• Natural language region descriptions:

=== Begin Enclosure ===

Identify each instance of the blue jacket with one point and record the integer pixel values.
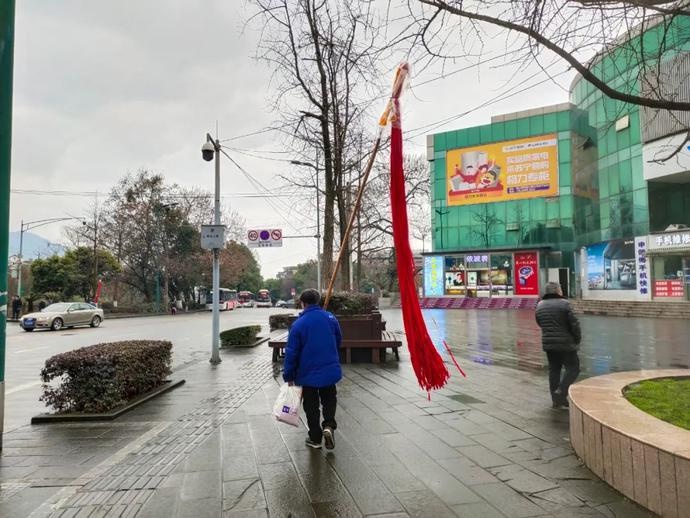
(311, 355)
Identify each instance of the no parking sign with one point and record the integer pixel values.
(265, 238)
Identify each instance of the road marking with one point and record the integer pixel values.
(22, 387)
(18, 351)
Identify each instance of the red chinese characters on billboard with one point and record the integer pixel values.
(668, 288)
(526, 273)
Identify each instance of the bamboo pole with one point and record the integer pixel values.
(353, 215)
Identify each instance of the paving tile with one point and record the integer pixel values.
(253, 513)
(201, 485)
(324, 487)
(199, 508)
(398, 478)
(468, 472)
(423, 504)
(511, 503)
(162, 504)
(478, 510)
(289, 499)
(242, 495)
(482, 456)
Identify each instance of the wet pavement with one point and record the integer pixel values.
(488, 445)
(609, 344)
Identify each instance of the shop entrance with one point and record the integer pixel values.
(671, 276)
(562, 277)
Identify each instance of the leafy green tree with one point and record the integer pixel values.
(239, 268)
(53, 275)
(83, 268)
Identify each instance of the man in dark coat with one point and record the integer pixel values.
(560, 338)
(312, 361)
(16, 307)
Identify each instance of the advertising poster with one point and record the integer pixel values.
(503, 171)
(455, 275)
(433, 276)
(643, 270)
(669, 288)
(526, 273)
(611, 265)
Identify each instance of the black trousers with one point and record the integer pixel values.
(311, 397)
(557, 361)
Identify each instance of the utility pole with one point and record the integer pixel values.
(6, 69)
(209, 150)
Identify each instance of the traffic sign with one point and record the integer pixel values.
(212, 236)
(265, 238)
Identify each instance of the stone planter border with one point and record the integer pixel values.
(645, 458)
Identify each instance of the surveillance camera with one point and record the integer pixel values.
(207, 151)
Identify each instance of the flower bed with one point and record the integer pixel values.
(104, 376)
(245, 335)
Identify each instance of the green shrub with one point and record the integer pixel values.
(104, 376)
(240, 336)
(279, 321)
(345, 303)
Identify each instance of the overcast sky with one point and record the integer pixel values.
(106, 88)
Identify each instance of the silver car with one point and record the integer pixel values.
(63, 314)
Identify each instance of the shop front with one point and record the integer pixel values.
(669, 253)
(482, 274)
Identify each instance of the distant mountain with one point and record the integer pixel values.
(34, 247)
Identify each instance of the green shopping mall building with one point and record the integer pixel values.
(576, 193)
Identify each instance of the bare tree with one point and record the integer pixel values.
(485, 225)
(323, 54)
(376, 225)
(575, 33)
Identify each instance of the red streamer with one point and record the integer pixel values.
(428, 365)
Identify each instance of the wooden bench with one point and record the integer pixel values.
(377, 346)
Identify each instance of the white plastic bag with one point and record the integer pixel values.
(286, 408)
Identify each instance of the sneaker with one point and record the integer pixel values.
(313, 444)
(329, 438)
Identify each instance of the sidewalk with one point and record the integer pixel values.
(486, 446)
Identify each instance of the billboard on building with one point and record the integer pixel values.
(612, 265)
(503, 171)
(433, 276)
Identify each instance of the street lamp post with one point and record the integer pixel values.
(318, 221)
(441, 213)
(25, 227)
(209, 150)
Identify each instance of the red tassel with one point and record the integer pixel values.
(427, 363)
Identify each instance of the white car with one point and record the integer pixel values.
(63, 314)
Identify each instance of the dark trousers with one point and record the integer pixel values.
(557, 361)
(311, 397)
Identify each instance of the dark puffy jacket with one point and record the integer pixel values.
(311, 355)
(560, 329)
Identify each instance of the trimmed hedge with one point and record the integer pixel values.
(240, 336)
(279, 321)
(104, 376)
(345, 303)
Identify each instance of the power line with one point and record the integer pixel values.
(35, 192)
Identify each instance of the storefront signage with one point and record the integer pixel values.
(670, 241)
(526, 273)
(508, 170)
(611, 265)
(433, 276)
(643, 272)
(672, 288)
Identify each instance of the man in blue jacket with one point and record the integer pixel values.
(312, 361)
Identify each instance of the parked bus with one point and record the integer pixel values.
(263, 299)
(246, 299)
(227, 299)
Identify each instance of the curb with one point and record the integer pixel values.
(258, 341)
(106, 416)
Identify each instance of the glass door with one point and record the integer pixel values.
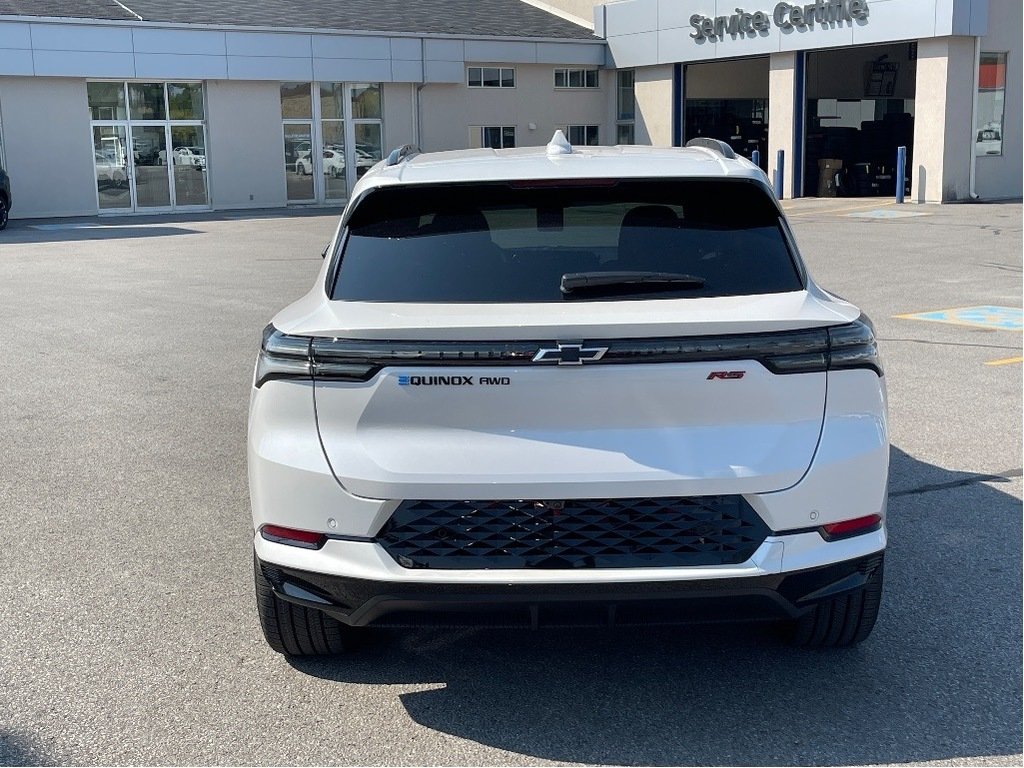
(151, 161)
(110, 143)
(150, 145)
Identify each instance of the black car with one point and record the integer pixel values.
(4, 198)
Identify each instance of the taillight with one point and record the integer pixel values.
(282, 356)
(854, 346)
(293, 537)
(834, 530)
(842, 347)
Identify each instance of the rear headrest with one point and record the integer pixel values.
(650, 216)
(445, 222)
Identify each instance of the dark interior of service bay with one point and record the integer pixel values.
(858, 110)
(728, 100)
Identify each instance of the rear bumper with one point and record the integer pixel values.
(360, 602)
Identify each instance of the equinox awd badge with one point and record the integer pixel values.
(570, 354)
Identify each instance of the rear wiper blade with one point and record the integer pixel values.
(627, 282)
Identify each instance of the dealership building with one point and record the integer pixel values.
(160, 105)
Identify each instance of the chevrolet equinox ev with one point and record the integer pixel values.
(566, 386)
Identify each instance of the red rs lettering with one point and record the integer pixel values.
(726, 375)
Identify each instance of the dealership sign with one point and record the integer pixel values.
(785, 16)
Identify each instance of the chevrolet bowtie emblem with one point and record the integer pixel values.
(570, 354)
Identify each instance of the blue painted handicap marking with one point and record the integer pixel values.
(1003, 317)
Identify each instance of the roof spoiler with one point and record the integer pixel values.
(714, 144)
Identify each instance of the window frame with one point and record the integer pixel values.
(566, 72)
(627, 123)
(568, 127)
(1000, 58)
(480, 134)
(481, 82)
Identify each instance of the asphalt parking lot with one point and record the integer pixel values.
(129, 632)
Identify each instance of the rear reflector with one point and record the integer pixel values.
(834, 530)
(281, 535)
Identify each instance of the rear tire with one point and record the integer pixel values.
(296, 630)
(842, 621)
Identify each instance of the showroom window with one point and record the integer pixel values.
(626, 108)
(492, 136)
(991, 103)
(565, 78)
(332, 140)
(148, 144)
(582, 135)
(491, 77)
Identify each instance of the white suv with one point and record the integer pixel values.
(563, 386)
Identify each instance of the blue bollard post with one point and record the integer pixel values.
(779, 172)
(900, 172)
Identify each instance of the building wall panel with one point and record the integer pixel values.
(245, 144)
(48, 146)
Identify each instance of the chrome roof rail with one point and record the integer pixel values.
(714, 144)
(401, 154)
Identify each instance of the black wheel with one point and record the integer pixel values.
(296, 630)
(841, 621)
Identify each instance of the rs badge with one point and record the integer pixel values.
(726, 375)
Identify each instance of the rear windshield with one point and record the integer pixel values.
(515, 242)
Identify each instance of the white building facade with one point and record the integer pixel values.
(132, 116)
(129, 110)
(837, 85)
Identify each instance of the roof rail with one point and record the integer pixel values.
(400, 154)
(714, 144)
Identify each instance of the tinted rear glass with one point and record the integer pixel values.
(513, 243)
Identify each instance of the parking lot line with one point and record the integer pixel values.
(997, 317)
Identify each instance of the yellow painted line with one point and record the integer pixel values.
(818, 211)
(966, 324)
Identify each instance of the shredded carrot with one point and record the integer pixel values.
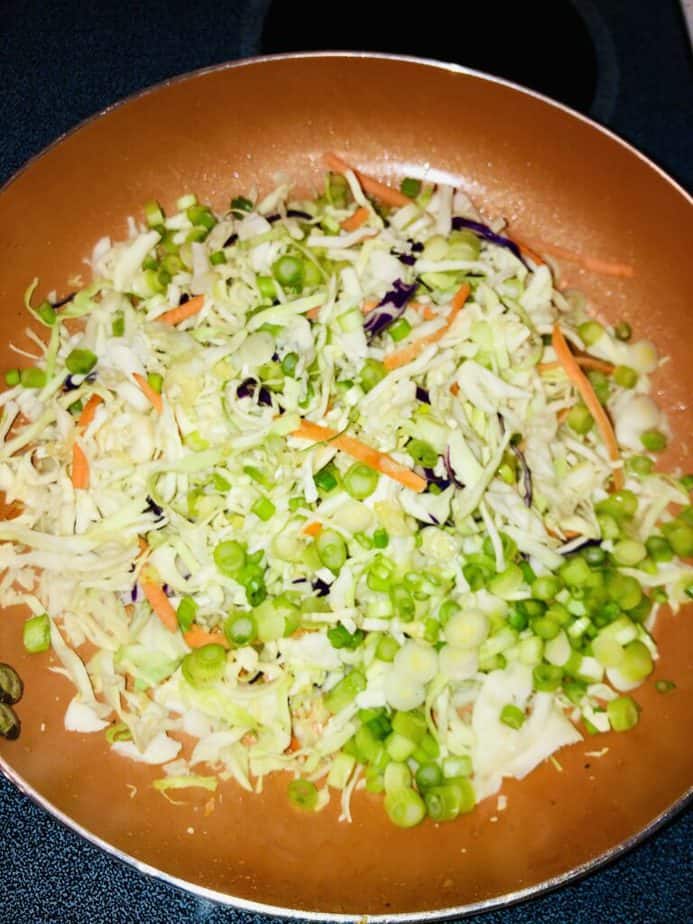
(369, 184)
(378, 461)
(160, 603)
(155, 399)
(182, 312)
(80, 468)
(412, 350)
(585, 362)
(426, 310)
(584, 386)
(593, 264)
(88, 411)
(359, 217)
(196, 637)
(80, 463)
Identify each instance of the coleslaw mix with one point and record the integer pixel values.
(311, 482)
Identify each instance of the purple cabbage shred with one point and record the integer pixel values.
(322, 588)
(488, 235)
(248, 388)
(390, 307)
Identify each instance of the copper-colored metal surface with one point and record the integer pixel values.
(553, 175)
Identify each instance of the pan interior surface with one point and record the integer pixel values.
(553, 176)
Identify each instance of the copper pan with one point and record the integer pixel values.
(554, 175)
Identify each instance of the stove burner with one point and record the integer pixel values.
(547, 47)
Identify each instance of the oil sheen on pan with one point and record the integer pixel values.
(554, 177)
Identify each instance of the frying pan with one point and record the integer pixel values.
(554, 175)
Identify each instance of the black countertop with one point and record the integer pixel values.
(61, 62)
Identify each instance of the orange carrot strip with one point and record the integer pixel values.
(155, 399)
(583, 385)
(360, 217)
(80, 468)
(88, 411)
(594, 264)
(160, 603)
(585, 362)
(378, 461)
(369, 184)
(182, 312)
(412, 350)
(196, 637)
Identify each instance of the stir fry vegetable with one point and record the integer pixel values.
(342, 486)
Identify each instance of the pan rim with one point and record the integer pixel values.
(442, 914)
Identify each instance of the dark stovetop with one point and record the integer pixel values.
(626, 63)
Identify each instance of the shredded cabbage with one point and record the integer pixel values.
(357, 606)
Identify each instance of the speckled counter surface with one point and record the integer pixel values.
(59, 63)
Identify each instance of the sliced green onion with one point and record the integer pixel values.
(202, 216)
(345, 691)
(579, 419)
(399, 330)
(653, 440)
(512, 716)
(118, 732)
(118, 326)
(629, 552)
(229, 557)
(410, 187)
(80, 362)
(303, 794)
(239, 205)
(32, 377)
(387, 648)
(204, 665)
(155, 381)
(186, 613)
(264, 508)
(240, 629)
(327, 478)
(289, 271)
(360, 481)
(623, 713)
(405, 807)
(625, 376)
(422, 453)
(37, 634)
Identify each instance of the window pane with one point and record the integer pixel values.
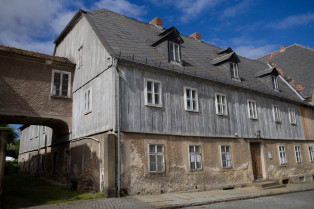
(156, 87)
(151, 148)
(149, 98)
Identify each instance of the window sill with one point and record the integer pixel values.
(195, 111)
(61, 97)
(152, 105)
(221, 114)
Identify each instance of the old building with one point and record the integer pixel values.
(173, 113)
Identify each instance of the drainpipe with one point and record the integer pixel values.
(100, 160)
(115, 65)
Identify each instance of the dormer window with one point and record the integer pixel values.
(174, 52)
(275, 82)
(234, 70)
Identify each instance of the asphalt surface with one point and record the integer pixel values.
(299, 200)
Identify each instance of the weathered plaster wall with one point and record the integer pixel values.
(178, 176)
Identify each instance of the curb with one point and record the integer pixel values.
(233, 199)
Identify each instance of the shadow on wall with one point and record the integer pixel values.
(76, 167)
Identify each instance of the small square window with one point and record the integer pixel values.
(61, 83)
(174, 52)
(252, 109)
(311, 152)
(88, 101)
(190, 99)
(234, 70)
(226, 156)
(153, 93)
(156, 158)
(195, 157)
(298, 154)
(292, 117)
(275, 82)
(282, 155)
(221, 104)
(276, 113)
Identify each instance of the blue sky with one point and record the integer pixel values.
(251, 27)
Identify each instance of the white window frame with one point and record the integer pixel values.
(276, 113)
(195, 157)
(251, 105)
(298, 156)
(52, 83)
(156, 153)
(311, 153)
(275, 82)
(193, 101)
(234, 71)
(223, 103)
(228, 162)
(153, 92)
(282, 155)
(176, 55)
(88, 101)
(80, 58)
(292, 117)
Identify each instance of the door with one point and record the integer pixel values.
(256, 160)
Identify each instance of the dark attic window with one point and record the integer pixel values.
(234, 71)
(174, 52)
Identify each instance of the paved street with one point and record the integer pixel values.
(304, 200)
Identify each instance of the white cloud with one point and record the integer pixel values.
(292, 21)
(32, 24)
(237, 9)
(123, 7)
(253, 52)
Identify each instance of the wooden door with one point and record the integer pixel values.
(256, 160)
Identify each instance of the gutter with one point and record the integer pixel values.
(117, 77)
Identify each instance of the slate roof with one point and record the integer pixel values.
(132, 40)
(296, 64)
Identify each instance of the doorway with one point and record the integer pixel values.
(256, 160)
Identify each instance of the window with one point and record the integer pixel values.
(174, 52)
(153, 93)
(292, 117)
(276, 113)
(43, 157)
(275, 82)
(195, 157)
(282, 155)
(311, 151)
(67, 160)
(252, 109)
(61, 83)
(156, 158)
(221, 104)
(234, 70)
(88, 100)
(79, 59)
(297, 154)
(190, 99)
(226, 157)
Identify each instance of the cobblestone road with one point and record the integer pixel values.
(300, 200)
(99, 204)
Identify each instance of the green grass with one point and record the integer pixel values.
(21, 190)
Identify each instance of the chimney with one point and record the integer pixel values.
(196, 35)
(282, 48)
(156, 21)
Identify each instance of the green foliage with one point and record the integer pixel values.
(21, 190)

=== End Enclosure ===

• WHAT THIS TASK INVOLVES:
After locating the line that holds "Identify each instance of the slate", print it and each line after it through the end of the data, exactly as it stands.

• FINISHED TASK:
Identify each instance of the slate roof with one point and record the integer pixel values.
(132, 40)
(296, 64)
Identify each instance of the doorway with one point and record the integer pixel values.
(256, 160)
Identify each instance of the window with one point and record the integer pixel values.
(174, 52)
(153, 93)
(292, 117)
(276, 113)
(43, 157)
(275, 82)
(195, 157)
(282, 155)
(311, 151)
(67, 160)
(252, 109)
(61, 83)
(156, 158)
(221, 104)
(234, 70)
(88, 100)
(79, 59)
(297, 154)
(190, 99)
(226, 157)
Identify each instance of the cobblestone road with one point and record the integer pixel values.
(300, 200)
(99, 204)
Identify each instance of the green grass with one point and record the integer pixel values.
(21, 190)
Identify each instance of the chimney with one point and record the integer pixel values.
(196, 35)
(282, 48)
(156, 21)
Identify each instance of the green foliage with one point and record the integer pixel values.
(21, 190)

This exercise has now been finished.